* **Page text**:

^^^^^^^^

Consul 0.2 UI Demo - geetarista
http://demo.consul.io/ui/
======
hardwaresofton
This is exactly what I was waiting to see, great front-end, linked to a well
thought-out and well-documented back end. Great work guys

To elaborate a little more on what I think makes the front end "great": I
think it's very simple. I contemplated making something like this simply
because I think tools like nagios,etc are swiss army knives, BUT they look
really ugly. I don't see why we can't have some beauty in monitoring.

I think that beauty, and function actually come together well in the interface
as it stands now (I know it's not complete) -- I immediately understood where
to look, what to click. While the everyday-user is not going to be unfamiliar
with the interface, I also think an experienced user could benefit from having
the clarity of a detail view, and individual machine view (the right and left
respectively).

^^^^^^^^

* **Listing**:

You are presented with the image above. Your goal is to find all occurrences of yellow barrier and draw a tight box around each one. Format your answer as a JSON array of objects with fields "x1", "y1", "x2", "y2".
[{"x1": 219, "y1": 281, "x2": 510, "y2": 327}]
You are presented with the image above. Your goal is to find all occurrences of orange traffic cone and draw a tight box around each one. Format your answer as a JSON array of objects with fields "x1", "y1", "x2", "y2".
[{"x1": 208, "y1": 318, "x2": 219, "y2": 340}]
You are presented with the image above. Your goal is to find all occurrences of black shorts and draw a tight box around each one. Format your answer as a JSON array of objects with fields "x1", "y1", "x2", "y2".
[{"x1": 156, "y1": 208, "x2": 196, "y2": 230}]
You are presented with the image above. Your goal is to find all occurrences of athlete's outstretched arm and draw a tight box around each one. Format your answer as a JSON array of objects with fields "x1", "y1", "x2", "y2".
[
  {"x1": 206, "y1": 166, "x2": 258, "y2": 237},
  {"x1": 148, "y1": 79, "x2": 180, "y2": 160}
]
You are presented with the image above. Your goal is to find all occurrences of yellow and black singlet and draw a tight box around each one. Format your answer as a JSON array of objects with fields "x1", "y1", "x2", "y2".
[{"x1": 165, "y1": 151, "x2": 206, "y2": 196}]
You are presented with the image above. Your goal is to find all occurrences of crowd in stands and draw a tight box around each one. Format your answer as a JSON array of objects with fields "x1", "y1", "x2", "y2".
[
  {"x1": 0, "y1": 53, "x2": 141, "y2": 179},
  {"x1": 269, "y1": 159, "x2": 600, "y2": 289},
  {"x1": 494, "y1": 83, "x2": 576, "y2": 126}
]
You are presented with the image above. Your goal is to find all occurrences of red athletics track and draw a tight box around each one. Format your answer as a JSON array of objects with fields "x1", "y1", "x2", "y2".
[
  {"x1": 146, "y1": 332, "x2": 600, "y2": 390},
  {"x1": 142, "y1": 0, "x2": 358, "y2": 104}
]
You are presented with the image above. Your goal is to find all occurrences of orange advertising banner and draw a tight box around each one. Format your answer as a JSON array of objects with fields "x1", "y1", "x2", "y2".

^^^^^^^^

* **Things to do**:
A. In the forum comment on the Consul UI demo, why did the commenter consider building a front end like this one?
B. Echo the listing from the line that contains "occurrences of red" through the end of the listing.

* **Solution list**:
A. The commenter considered it because tools like nagios are swiss army knives but look really ugly. The commenter saw no reason why monitoring can't have some beauty.

B.
You are presented with the image above. Your goal is to find all occurrences of red athletics track and draw a tight box around each one. Format your answer as a JSON array of objects with fields "x1", "y1", "x2", "y2".
[
  {"x1": 146, "y1": 332, "x2": 600, "y2": 390},
  {"x1": 142, "y1": 0, "x2": 358, "y2": 104}
]
You are presented with the image above. Your goal is to find all occurrences of orange advertising banner and draw a tight box around each one. Format your answer as a JSON array of objects with fields "x1", "y1", "x2", "y2".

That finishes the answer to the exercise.